Задание 1:
Ответьте на вопросы по тексту об истории спирта, пометив ответы так же.
(a) Примерно с какого века встречаются упоминания об использовании дистиллированного спирта в лекарственных целях?
(b) Что король Шотландии Яков IV купил у монастыря в 1495 году?
(c) Какому количеству бутылей примерно эквивалентен этот заказ?
Задание 2: Допишите следующую часть текста об истории спирта, начав сразу после его последнего предложения.

Текст страницы:
+++++

Дело осложняется еще и тем, что средневековые трактаты по алхимии и медицине написаны шифром или просто очень туманны. Однако примерно с XV века уже встречаются упоминания об использовании дистиллированного спирта в лекарственных целях в очень малых дозах. Судя по всему, некоторые больные, обнаружив, что лекарство недурно на вкус да еще и пьянит, были не прочь принимать его почаще и побольше. Но спирт пока еще стоил слишком дорого.
В 1495 году король Шотландии Яков IV купил у одного монастыря несколько бочонков виски — «аква вита», как его тогда называли. Заказ немаленький, примерно эквивалентный нескольким сотням бутылей — для лечебных целей это явно чересчур. Но Яков IV был королем и мог себе такое позволить, а монастырь был специализированным учреждением и, вероятно, одним из очень и очень немногих мест, где спирт производили в больших объемах.

+++++

Исходные данные:
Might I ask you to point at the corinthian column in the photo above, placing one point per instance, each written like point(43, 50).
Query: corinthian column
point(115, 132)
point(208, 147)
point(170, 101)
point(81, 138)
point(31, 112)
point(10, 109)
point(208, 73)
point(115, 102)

+++++

Поле ответа 1:
(a) Примерно с XV века.
(b) Несколько бочонков виски, который тогда называли «аква вита».
(c) Нескольким сотням бутылей.

Поле ответа 2:
Сотню лет спустя аква вита подавали в одном питейном заведении где-то в непосредственной близости от Лондона. Напиток по-прежнему был диковинкой, о которой большинство даже не слыхивало. А потом, во второй половине XVII столетия, в Западной Европе начался бум на крепкое спиртное. Французы внезапно увлеклись бренди, а голландцы — женевером. Англичане тем временем были сперва заняты гражданской войной, а потом оказались под властью пуритан, которые спиртное не жаловали.
Затем наступила Реставрация, и английская аристократия хлынула из Франции домой с привитым на чужбине вкусом ко всевозможным забавным новинкам — шампанскому, вермуту и бренди. Напитки приобрели статус аристократических. Однако офранцуженная аристократия встала Англии поперек горла, и в 1688 году англичане отправили монарха обратно за Ла-Манш, а на трон посадили голландцев — Вильгельма и Марию. Вильгельм-то и привез в Англию джин.
Популярности джина в Англии способствовали четыре фактора — монархия, военные, религия и спасение мира от голода. Факторы все как один вполне себе достойные и веские. Некоторые историки добавляют еще «ненависть к французам», и тогда всего причин получается пять.
Итак, пункт первый — монархия. Король Вильгельм III любил джин, потому что был голландцем, а голландцы поголовно любили джин.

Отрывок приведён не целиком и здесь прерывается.